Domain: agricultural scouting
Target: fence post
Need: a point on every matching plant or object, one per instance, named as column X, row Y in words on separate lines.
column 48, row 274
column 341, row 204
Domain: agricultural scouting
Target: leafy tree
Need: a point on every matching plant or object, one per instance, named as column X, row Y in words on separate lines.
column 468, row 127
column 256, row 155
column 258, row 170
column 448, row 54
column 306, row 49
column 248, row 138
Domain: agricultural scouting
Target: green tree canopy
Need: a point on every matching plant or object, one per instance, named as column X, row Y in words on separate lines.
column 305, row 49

- - - - -

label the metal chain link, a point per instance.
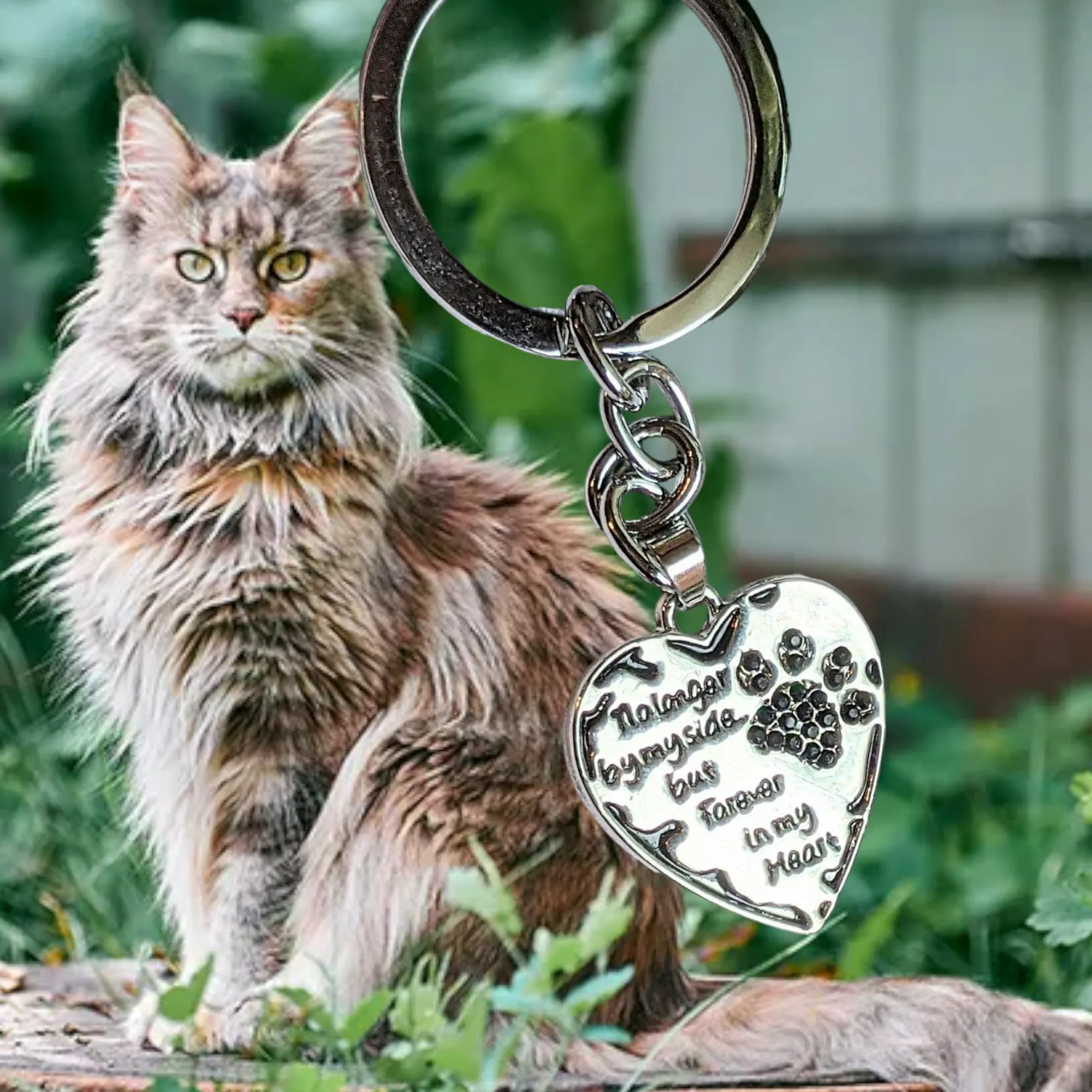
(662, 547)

- - - - -

Identify each line of the data above that contains the word "column" and copy those lines out. Case counts, so only matches with the same capitalization qualify.

■ Finished answer:
Need: a point on every matching plant or object, one per instance, named as column X, row Y in words on separate lines.
column 48, row 274
column 341, row 204
Need: a point on every matching plant or object, one per instance, named as column X, row Y in words on separate lines.
column 468, row 127
column 256, row 155
column 258, row 170
column 448, row 54
column 306, row 49
column 248, row 138
Need: a point on every matching plant or object, one per instance, named as column X, row Y in words on separate lines.
column 305, row 49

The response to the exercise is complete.